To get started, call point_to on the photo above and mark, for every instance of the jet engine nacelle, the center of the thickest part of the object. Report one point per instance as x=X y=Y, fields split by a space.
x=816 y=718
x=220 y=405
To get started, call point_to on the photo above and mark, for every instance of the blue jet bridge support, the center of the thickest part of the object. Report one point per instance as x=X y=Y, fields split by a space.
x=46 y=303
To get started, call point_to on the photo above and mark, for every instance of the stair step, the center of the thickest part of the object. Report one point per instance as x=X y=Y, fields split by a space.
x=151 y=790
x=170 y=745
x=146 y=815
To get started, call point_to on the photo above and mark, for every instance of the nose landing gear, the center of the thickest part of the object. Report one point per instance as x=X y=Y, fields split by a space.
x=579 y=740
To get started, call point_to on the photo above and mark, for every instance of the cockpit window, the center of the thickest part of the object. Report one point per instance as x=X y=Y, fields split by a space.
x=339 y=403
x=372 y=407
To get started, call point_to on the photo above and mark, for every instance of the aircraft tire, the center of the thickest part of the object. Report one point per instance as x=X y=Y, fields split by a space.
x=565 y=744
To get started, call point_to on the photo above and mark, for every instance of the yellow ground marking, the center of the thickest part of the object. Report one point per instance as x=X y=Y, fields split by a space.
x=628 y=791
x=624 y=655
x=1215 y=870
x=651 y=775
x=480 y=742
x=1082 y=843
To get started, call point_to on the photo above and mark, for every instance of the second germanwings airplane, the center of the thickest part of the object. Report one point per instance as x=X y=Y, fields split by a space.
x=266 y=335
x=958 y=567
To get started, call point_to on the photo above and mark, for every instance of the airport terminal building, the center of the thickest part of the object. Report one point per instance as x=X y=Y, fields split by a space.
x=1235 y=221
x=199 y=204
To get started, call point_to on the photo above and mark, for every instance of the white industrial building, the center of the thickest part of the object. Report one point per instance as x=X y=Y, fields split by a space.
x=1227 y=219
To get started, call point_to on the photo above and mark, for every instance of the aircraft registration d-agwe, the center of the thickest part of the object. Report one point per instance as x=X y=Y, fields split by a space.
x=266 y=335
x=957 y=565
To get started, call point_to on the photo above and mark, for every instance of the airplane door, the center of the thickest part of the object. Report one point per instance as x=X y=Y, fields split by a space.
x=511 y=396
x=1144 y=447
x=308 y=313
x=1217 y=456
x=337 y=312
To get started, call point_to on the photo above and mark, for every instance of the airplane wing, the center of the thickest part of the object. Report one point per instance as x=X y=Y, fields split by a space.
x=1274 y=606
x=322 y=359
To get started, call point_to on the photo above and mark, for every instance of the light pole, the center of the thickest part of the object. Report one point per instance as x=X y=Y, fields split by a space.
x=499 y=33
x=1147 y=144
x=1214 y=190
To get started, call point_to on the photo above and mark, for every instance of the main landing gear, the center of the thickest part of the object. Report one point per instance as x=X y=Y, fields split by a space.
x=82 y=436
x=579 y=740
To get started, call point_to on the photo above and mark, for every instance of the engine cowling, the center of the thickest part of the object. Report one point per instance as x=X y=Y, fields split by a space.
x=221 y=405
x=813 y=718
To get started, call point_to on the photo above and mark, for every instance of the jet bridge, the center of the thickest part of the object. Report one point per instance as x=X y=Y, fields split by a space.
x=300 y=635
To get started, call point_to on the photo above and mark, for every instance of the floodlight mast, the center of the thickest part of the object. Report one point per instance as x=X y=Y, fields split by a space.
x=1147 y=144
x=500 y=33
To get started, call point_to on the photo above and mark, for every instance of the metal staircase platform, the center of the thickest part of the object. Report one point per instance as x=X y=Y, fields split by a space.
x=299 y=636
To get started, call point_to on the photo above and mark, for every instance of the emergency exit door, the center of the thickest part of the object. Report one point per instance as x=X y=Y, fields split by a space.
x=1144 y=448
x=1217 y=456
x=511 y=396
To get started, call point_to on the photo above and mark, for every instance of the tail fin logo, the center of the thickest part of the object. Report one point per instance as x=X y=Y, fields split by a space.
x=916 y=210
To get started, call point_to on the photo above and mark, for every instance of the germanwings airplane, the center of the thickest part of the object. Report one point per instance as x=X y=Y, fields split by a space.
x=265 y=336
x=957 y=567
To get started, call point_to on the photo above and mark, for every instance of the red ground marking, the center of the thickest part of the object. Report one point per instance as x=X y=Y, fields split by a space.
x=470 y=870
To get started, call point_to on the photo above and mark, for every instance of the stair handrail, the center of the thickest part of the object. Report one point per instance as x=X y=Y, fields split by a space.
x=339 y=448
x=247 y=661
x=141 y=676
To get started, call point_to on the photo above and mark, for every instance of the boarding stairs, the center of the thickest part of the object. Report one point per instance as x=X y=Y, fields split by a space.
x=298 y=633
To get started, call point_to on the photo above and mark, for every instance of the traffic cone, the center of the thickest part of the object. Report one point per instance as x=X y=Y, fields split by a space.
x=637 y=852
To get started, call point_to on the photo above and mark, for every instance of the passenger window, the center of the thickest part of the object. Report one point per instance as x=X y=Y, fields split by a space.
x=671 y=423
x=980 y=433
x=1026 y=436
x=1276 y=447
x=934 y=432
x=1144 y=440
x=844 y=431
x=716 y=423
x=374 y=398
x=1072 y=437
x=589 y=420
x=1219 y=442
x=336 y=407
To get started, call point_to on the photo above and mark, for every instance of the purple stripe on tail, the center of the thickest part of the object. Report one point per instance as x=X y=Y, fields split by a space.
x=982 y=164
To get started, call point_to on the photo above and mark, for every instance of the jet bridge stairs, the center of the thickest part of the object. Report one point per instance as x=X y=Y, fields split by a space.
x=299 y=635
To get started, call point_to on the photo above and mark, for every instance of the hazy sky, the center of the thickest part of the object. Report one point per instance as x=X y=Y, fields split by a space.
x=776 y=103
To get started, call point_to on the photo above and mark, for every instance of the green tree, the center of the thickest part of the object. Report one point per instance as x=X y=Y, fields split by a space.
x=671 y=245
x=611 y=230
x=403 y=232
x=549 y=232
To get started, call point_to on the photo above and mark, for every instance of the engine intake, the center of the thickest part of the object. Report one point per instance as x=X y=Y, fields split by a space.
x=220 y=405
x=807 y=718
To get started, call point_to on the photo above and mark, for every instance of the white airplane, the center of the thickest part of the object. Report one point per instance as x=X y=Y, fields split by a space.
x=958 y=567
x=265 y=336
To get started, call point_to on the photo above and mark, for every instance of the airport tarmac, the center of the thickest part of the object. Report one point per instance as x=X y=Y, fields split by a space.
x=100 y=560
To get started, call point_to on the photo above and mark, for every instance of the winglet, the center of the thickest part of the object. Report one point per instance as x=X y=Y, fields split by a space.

######

TASK TO COMPLETE: A verbatim copy of every entry is required.

ANSWER SECTION:
To get started, call point_to on the photo above and mark, for every instance of the jet engine nacelle, the center of the thickest part of the object. Report one point per instance as x=X y=Y, fields split by a space.
x=816 y=718
x=220 y=405
To get started, call point_to on the photo above and mark, for every instance of the blue jet bridge support, the center of the thickest part of the object. Report one point per instance as x=X y=Y, fields split by a space.
x=46 y=303
To get started, call point_to on the photo above and mark, for every instance of the stair step, the center of the thickest part of the object. Report one point per instance as x=X y=Y, fields split by a space.
x=151 y=790
x=170 y=745
x=146 y=815
To get started, call point_to on the photo above and mark, for every instance of the nose landing gear, the center of the thickest part of the object. Report one point per instance as x=X y=Y, fields split by a space.
x=579 y=740
To get started, call point_to on the photo above and mark, for every instance of the cockpit window, the center of the thickest part of the object. Report one point per instance as x=X y=Y, fields split by a space.
x=339 y=403
x=372 y=407
To get started, call point_to on the photo above and mark, for every instance of the aircraft tire, the center of the thickest part of the object. Report one point per instance as x=X y=Y, fields split by a space.
x=565 y=744
To get started, call point_to on the photo above and mark, for every instance of the yellow ground marking, the center of the thickest part of the object. Report one point per instance as x=X y=Y, fields split by a space.
x=628 y=791
x=624 y=655
x=1215 y=870
x=651 y=775
x=480 y=742
x=1082 y=843
To get started, call point_to on the photo above and mark, for every instance of the second germanwings airplane, the center of the thickest part of the object. Report one point per instance as x=X y=Y, fields split by a space.
x=266 y=335
x=958 y=567
To get started, call point_to on the photo above and mark, for every instance of the airport terminal building, the center of the thickest part of the object. Report one point per instance as x=X y=Y, fields split by a space.
x=1235 y=221
x=199 y=204
To get started, call point_to on the photo above and mark, for every instance of the white industrial building, the center of the thickest part of the object. Report one point per instance as x=X y=Y, fields split by a space.
x=1227 y=219
To get started, call point_to on the photo above and mark, for every instance of the aircraft registration d-agwe, the center of the thickest part of the object. Report one point per instance as x=X y=Y, fields split by a space.
x=266 y=335
x=957 y=565
To get started, call point_to on the photo above and mark, for every instance of the airplane door, the center of the thickest part of the object. Report one point per instance as x=X y=Y, fields split by a space.
x=511 y=396
x=1144 y=447
x=308 y=313
x=1217 y=456
x=337 y=312
To get started, call point_to on the photo above and mark, for every instance of the airplane wing, the center of the thickest part of the object. Report one point per instance as x=X y=Y, fields split by a space.
x=1274 y=606
x=322 y=359
To get started, call point_to on the photo above and mark, for every instance of the light pole, the center of the thickest part of the object. Report one point per instance as x=X y=Y, fields split by a space.
x=499 y=33
x=1147 y=144
x=1214 y=190
To get started, call point_to on the photo above and mark, for every instance of the main landing gear, the center of the thickest part of the object. Report one point per instance as x=X y=Y, fields split by a space.
x=82 y=436
x=579 y=740
To get started, call point_to on the photo above and mark, for every instance of the engine cowling, the center of the thickest part of the object. Report one point per instance as x=X y=Y, fields split by a space.
x=221 y=405
x=813 y=718
To get started, call point_to on the photo above and mark, for every instance of the jet bridge, the center of the thickest part of the object. Report one point per instance as x=X y=Y, fields split by a space.
x=300 y=635
To get started, call point_to on the photo above and mark, for every instance of the floodlight mast, the center of the thickest part of the object. Report one point per instance as x=X y=Y, fields split by a space.
x=1147 y=144
x=500 y=33
To get started, call point_to on the photo above and mark, for every instance of the metal staircase platform, the center of the thickest part of the object. Report one point per instance as x=X y=Y, fields split by a space.
x=299 y=636
To get started, call point_to on the photo above and mark, for every instance of the emergency exit door, the center of the thickest part of the object. Report one point per instance as x=X y=Y, fields split by a space.
x=1144 y=448
x=1217 y=456
x=511 y=396
To get started, call point_to on the photo above and mark, for every instance of the tail fin logo, the center of the thickest part of the object. Report one point per instance as x=X y=Y, fields split by a space.
x=916 y=210
To get started, call point_to on the photo above and mark, for every instance of the germanwings airplane, the center of the thickest part of the object. Report one point per instance as x=X y=Y, fields split by a space.
x=265 y=336
x=957 y=567
To get started, call point_to on the photo above and mark, for every instance of the red ground marking, the center of the thickest part of the object. Report one point per instance as x=X y=Y, fields split by a space.
x=470 y=870
To get started, call point_to on the photo above and mark, for every instance of the stair handrail, the center of the thickest part of the object. Report one point per instance as x=X y=Y, fields split by a space.
x=339 y=448
x=247 y=661
x=141 y=676
To get started, call point_to on the photo above and mark, for every instance of the boarding stairs, the center of the thickest part of the object. Report one point per instance as x=X y=Y, fields split by a space.
x=298 y=633
To get started, call point_to on the photo above and mark, for every instance of the traffic cone, the center of the thickest part of the object. Report one point per instance as x=X y=Y, fields split by a space.
x=637 y=852
To get started, call point_to on the photo above and mark, for every instance of the passenger window, the center of the thickest part of the object. Report one point per instance as x=X y=Y, fields split by a space.
x=671 y=423
x=980 y=433
x=1026 y=436
x=1276 y=447
x=934 y=432
x=1144 y=440
x=844 y=431
x=716 y=423
x=374 y=398
x=1072 y=437
x=589 y=420
x=1219 y=442
x=336 y=407
To get started, call point_to on the photo above and mark, for every instance of the purple stripe on tail, the center of the thickest part of the object. Report one point per instance as x=X y=Y, fields split by a space.
x=982 y=164
To get started, call point_to on the photo above and mark, for every instance of the jet bridge stairs, the center of the thickest part of the object. Report one point per instance as x=X y=Y, fields split by a space.
x=299 y=635
To get started, call point_to on the photo above and mark, for every instance of the hazy sky, the center of the thickest part of the object. Report one point per instance as x=X y=Y, fields split by a space.
x=776 y=103
To get started, call point_to on the photo above and mark, for every instance of the green tree, the center of the thickest part of the object. Report one point per instance as x=X y=Y, fields split by a space.
x=671 y=245
x=611 y=230
x=403 y=232
x=549 y=232
To get started, call point_to on the photo above and mark, for every instance of the engine intake, the center of the thickest part of the object. Report one point per instance as x=X y=Y, fields split by a space.
x=220 y=405
x=807 y=718
To get started, call point_to on the photo above and mark, for every instance of the white airplane, the center of the thickest part of the object. Report one point per instance as x=X y=Y, fields split by a space.
x=958 y=567
x=265 y=336
To get started, call point_to on the photo above and mark, for every instance of the airport tarmac, the center of the thickest part of the object. Report one point per instance as x=X y=Y, fields split by a space.
x=100 y=560
To get started, call point_to on the photo above and mark, for every instance of the winglet, the center of the thickest part of the object. Report one point per instance as x=X y=Y, fields split by a space.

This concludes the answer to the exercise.